* **Pedido A**:
Responda, por favor, a estas perguntas sobre a notícia da crise no Líbano:
(i) Qual é o cargo de padre Raymond Abdo?
(ii) A que veículo o sacerdote deu suas declarações?
(iii) Em que convento ele reside?
* **Pedido B**: Dê seguimento à notícia sobre a crise no Líbano a partir da última frase apresentada.

Padre Raymond Abdo, provincial dos Carmelitas Descalços no Líbano, fala sobre crise econômica que está atingindo o país, aumento da pobreza e falta de serviços essenciais
Da redação, com Vatican News
“A situação em que o Líbano se encontra é o resultado de vários anos de especulação econômica e de um processo mais amplo que coloca o país numa região que inclui várias nações, todas em crise, e na qual os valores humanos e espirituais e os direitos da pessoa humana não são respeitados”.
É o que afirmou padre Raymond Abdo ao Vatican News. O sacerdote reside em Beirute, dentro do Convento de Nossa Senhora do Carmo em Hazmieh. O local, atualmente em renovação, é um centro de espiritualidade onde muitas famílias se encontram para um tempo de partilha com os Carmelitas Descalços.

* **Listagem**:
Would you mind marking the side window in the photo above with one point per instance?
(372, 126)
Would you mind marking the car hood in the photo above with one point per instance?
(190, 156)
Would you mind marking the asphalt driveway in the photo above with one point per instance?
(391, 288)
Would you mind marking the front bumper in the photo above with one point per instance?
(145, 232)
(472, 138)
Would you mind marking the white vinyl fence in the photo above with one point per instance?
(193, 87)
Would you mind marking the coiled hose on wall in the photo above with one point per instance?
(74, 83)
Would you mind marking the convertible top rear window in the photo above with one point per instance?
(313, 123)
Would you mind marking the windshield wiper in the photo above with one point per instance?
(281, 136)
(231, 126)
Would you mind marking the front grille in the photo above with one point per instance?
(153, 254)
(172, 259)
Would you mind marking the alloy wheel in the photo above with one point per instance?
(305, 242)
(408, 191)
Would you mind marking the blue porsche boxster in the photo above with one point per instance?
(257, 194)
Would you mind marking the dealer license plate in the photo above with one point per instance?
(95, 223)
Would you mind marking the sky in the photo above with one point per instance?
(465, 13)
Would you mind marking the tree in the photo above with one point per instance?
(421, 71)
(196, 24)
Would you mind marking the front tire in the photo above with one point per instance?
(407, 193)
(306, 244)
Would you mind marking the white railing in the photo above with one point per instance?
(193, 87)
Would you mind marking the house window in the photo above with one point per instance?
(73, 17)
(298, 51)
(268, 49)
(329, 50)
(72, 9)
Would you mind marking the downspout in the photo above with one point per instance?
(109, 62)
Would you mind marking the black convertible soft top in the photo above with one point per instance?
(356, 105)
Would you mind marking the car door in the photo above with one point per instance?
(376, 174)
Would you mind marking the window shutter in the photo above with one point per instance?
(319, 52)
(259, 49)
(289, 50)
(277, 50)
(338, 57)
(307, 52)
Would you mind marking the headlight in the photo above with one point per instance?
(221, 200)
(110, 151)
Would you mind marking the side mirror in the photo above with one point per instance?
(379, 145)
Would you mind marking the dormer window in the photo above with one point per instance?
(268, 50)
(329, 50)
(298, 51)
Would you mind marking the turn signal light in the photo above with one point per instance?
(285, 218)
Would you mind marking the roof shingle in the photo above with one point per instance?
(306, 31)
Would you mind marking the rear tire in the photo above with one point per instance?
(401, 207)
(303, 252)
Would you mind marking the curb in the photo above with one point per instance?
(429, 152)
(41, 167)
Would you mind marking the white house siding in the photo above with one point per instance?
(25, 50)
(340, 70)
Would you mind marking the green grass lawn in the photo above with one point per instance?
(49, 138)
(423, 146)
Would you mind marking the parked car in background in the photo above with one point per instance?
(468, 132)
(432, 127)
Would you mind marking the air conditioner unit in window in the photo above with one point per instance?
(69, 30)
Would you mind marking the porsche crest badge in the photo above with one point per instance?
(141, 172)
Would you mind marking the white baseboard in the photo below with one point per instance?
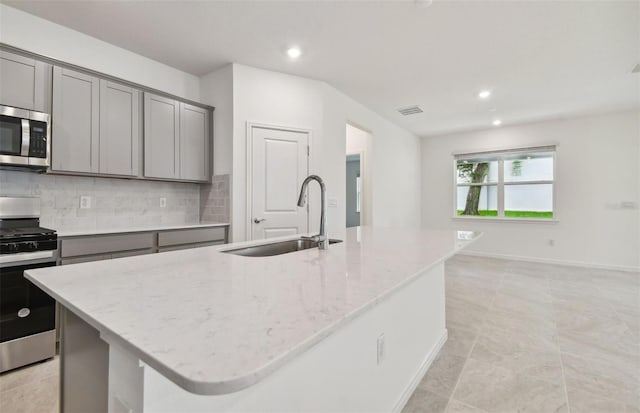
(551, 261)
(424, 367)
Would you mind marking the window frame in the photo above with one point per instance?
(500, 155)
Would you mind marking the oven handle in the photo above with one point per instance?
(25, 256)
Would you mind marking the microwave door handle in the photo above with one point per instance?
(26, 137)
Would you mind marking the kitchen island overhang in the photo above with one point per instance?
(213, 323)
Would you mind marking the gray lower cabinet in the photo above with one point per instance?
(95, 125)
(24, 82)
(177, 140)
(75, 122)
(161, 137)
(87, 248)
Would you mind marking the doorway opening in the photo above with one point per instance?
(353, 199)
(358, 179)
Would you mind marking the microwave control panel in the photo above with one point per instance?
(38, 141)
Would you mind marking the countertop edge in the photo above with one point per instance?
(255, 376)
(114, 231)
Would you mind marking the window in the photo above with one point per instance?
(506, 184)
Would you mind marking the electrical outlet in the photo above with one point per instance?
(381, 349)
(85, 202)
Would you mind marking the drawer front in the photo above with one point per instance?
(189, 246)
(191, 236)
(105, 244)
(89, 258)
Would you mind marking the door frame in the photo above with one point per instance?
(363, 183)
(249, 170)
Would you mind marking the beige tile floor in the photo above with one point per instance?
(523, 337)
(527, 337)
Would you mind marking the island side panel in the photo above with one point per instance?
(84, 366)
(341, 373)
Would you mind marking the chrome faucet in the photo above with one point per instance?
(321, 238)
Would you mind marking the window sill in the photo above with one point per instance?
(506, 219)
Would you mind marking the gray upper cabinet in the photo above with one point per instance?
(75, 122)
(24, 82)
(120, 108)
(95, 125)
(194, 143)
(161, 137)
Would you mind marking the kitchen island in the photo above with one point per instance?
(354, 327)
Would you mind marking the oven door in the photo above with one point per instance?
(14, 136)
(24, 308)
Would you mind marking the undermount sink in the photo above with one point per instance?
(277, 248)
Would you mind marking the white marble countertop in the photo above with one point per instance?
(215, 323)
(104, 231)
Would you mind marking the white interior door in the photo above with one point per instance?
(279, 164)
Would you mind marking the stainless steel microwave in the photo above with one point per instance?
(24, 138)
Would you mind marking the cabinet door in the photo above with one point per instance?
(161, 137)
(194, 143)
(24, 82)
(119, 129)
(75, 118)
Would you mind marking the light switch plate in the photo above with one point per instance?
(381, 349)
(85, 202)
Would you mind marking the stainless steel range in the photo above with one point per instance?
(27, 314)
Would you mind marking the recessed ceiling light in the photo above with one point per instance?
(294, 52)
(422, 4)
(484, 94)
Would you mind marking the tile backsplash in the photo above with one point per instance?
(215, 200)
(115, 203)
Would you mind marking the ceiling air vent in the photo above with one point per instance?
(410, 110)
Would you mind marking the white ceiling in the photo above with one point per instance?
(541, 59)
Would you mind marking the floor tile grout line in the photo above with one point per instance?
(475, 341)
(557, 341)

* **Resultado da tarefa A**:
(i) Provincial dos Carmelitas Descalços no Líbano.
(ii) Ao Vatican News.
(iii) No Convento de Nossa Senhora do Carmo em Hazmieh, em Beirute.

* **Resultado da tarefa B**:
O presbítero não faz uma análise política: “aqui é muito complicado”, comenta. “De um ponto de vista cristão, há sempre forças desconhecidas e anônimas que podem criar desespero entre as pessoas”.
Para descrever brevemente a situação em que os libaneses se encontram, padre Raymond explica que a classe média praticamente desapareceu. “As famílias perderam todos os seus rendimentos, mesmo o dinheiro que tinham no banco e que era o fruto do seu trabalho, das suas poupanças de vida. Para aqueles que ainda têm um emprego, os salários perderam 90 por cento do seu valor. Como resultado, as necessidades básicas das famílias já não podem ser satisfeitas”. Assim, acrescenta o carmelita, “75% das famílias libanesas está abaixo da linha da pobreza”.
Economia azerada
Se olharmos para os números, um salário equivalente a mil dólares antes da crise era suficiente para viver com dignidade. Hoje em dia, o mesmo salário em libras libanesas vale apenas 80 dólares, e ao mesmo tempo todos os preços dos alimentos básicos subiram, aponta o sacerdote.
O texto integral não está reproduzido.